_Brano proposto_.
Ecco quindi che non è possibile, in nessun modo, quando si è lungo quel cammino, quando si è fatta quella scelta, eludere poi le proprie responsabilità e non andare avanti nelle proprie scelte: questo porterà soltanto a dolore e sofferenza, poiché tutti coloro che hanno compreso qualche cosa a livello della loro coscienza, nel momento in cui si lasciano sommergere dai bisogni del proprio Io in maniera tale da rendere silenziose queste comprensioni della coscienza, sortiscono alla fine il risultato di crearsi interiormente degli squilibri e, quindi, di andare incontro, quasi volutamente, a momenti di sofferenza.
Evitare le scelte non è un’azione furba, poiché se una possibilità di scelta vi è stata offerta, questa possibilità di scelta significa che essa vi può condurre a raggiungere qualche cosa che, altrimenti, fatichereste molto di più a raggiungere; molto meglio, quindi, in una situazione di questo tipo fare, comunque sia, una scelta, su qualunque base, su qualunque fondamenta essa sia fatta, perché, anche nel momento in cui si facesse la scelta sbagliata, rendendosi conto, nel vivere l’esperienza, che la scelta compiuta era sbagliata, automaticamente si comprende che l’altra era la scelta la giusta. Moti
Parole che cadono in un momento di una scelta rilevante nella mia vita e che trovano subito una cassa acustica interiore in cui continuare a risuonare.
Non so che valenza spirituale abbia la mia scelta che attiene alla sfera lavorativa.
A ben vedere però è sicuramente spirituale, se si vuol restituire al termine una connotazione di palpabilita’.
Lo è perché risponde ad un anelito interiore profondo di cambiamento che si protrae da tempo e la cui mancata sequela potrebbe essere la causa di certe sofferenze.
Se poi la scelta si rivelerà sbagliata lo scopriremo a posteriori come suggerisce Moti, credo con un pizzico di ironia.
Fare una scelta implica connessione con se e presa di responsabilità.
Quando sei connesso puoi lasciarti vivere e non assumerti la responsabilità della tua Vita?
E comunque anche “lasciarsi vivere” può apparire come un tipo di scelta.
Scelgo di essere comparsa nella mia vita.
Si apre dunque qui il tema della Volontà.
Grazie. Non poteva capitare in un momento migliore questo post.
Vero : quando rimandiamo le scelte, la coscienza ce le pone ancora davanti finché la sofferenza ci porta finalmente ad aprire gli occhi e ad agire.
Sempre siamo sottoposti a scelte e sempre siamo chiamarti nel discernimento.
Moti ci spiega quanto sia importante non tanto fare la scelta giusta, quanto non restare nella stasi.
Condivido quello che avete scritto, ma aggiungo. Quando le nostre scelte impattano fortemente anche su altri, ad esempio i figli, prevale la responsabilità verso la propria vita o verso quella degli altri? La da me vituperata parola sacrificio, nel nostro paradigma che valore ha?

_Dati forniti_.
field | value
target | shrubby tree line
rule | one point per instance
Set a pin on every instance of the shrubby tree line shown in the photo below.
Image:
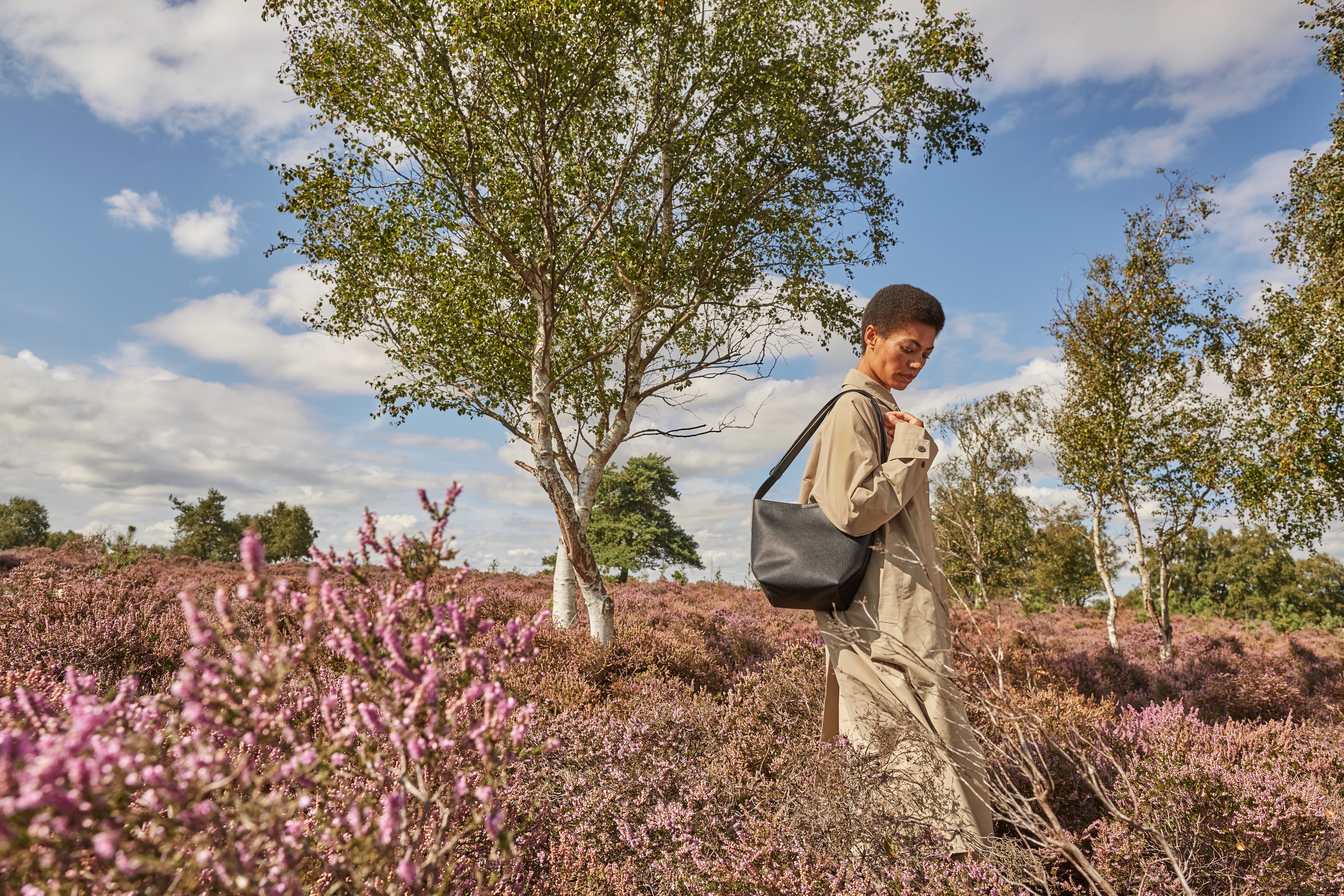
(202, 531)
(1175, 413)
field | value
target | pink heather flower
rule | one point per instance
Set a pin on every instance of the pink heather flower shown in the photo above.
(494, 821)
(253, 554)
(390, 823)
(105, 844)
(369, 713)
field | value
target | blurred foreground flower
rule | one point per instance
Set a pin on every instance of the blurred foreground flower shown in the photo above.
(354, 745)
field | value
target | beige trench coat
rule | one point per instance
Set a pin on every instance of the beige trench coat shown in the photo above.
(890, 653)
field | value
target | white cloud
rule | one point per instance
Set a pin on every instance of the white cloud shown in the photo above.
(212, 234)
(236, 328)
(1204, 61)
(202, 65)
(126, 438)
(449, 444)
(132, 210)
(200, 234)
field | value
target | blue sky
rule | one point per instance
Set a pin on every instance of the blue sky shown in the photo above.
(148, 346)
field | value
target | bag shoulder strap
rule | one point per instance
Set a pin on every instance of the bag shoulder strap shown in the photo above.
(799, 444)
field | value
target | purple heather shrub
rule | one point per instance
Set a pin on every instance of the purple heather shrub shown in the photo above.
(1246, 808)
(359, 724)
(354, 747)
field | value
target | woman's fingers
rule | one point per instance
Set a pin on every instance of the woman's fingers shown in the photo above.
(892, 418)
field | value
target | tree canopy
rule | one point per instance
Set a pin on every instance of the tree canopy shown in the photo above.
(1062, 567)
(631, 526)
(1135, 425)
(983, 525)
(23, 523)
(554, 214)
(1287, 363)
(206, 534)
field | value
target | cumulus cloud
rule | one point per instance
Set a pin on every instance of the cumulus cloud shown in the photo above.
(210, 234)
(132, 210)
(200, 234)
(449, 444)
(126, 437)
(1244, 56)
(201, 65)
(240, 328)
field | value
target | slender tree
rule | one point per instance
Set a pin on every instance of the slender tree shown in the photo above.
(23, 522)
(202, 530)
(286, 530)
(631, 526)
(553, 214)
(1062, 569)
(983, 525)
(1287, 366)
(1136, 426)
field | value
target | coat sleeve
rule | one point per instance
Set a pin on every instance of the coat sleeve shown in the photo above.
(857, 492)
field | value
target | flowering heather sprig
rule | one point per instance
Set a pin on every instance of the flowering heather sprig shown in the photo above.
(357, 746)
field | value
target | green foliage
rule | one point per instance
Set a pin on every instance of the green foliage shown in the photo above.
(56, 541)
(556, 213)
(202, 530)
(205, 532)
(1135, 425)
(287, 531)
(1285, 363)
(124, 551)
(1233, 575)
(631, 527)
(1320, 592)
(983, 525)
(1064, 569)
(1252, 575)
(23, 523)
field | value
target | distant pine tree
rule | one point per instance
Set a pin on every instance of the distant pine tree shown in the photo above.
(23, 523)
(631, 527)
(287, 531)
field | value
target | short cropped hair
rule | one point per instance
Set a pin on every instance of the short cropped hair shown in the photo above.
(901, 304)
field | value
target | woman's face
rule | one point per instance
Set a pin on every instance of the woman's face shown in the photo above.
(896, 360)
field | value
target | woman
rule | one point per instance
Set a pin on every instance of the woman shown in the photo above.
(889, 656)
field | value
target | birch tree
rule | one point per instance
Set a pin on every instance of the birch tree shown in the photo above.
(1287, 363)
(1136, 426)
(564, 217)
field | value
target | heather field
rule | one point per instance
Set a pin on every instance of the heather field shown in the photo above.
(364, 730)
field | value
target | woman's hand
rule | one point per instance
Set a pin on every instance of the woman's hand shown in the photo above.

_Elenco degli esercizi_.
a. Indica se ciascuna affermazione concorda con il brano sulle scelte, rispondendo sì o no e citando le parole decisive: (i) evitare le scelte è considerato un'azione furba; (ii) anche «lasciarsi vivere» può apparire come un tipo di scelta; (iii) chi scrive sa quale valenza spirituale abbia la propria scelta lavorativa.
b. Nel brano sulle scelte, riscrivi in forma più breve il paragrafo che inizia con «Ecco quindi che non è possibile», conservandone i fatti principali.
c. Ricopia fedelmente dal brano sulle scelte il tratto che comincia con le parole "Lo è perché" e si ferma dopo le parole "nella mia vita.".

_Soluzioni degli esercizi_.
a.
(i) No: «Evitare le scelte non è un’azione furba».
(ii) Sì: «E comunque anche “lasciarsi vivere” può apparire come un tipo di scelta.»
(iii) No: «Non so che valenza spirituale abbia la mia scelta che attiene alla sfera lavorativa.»

b. Quando si è lungo quel cammino e si è fatta quella scelta, non si possono eludere le proprie responsabilità né smettere di andare avanti nelle proprie scelte. Farlo porta solo dolore e sofferenza. Chi ha compreso qualcosa a livello della coscienza e poi si lascia sommergere dai bisogni del proprio Io, fino a zittire quelle comprensioni, si crea squilibri interiori. Così va incontro, quasi volutamente, a momenti di sofferenza.

c.
Lo è perché risponde ad un anelito interiore profondo di cambiamento che si protrae da tempo e la cui mancata sequela potrebbe essere la causa di certe sofferenze.
Se poi la scelta si rivelerà sbagliata lo scopriremo a posteriori come suggerisce Moti, credo con un pizzico di ironia.
Fare una scelta implica connessione con se e presa di responsabilità.
Quando sei connesso puoi lasciarti vivere e non assumerti la responsabilità della tua Vita?
E comunque anche “lasciarsi vivere” può apparire come un tipo di scelta.
Scelgo di essere comparsa nella mia vita.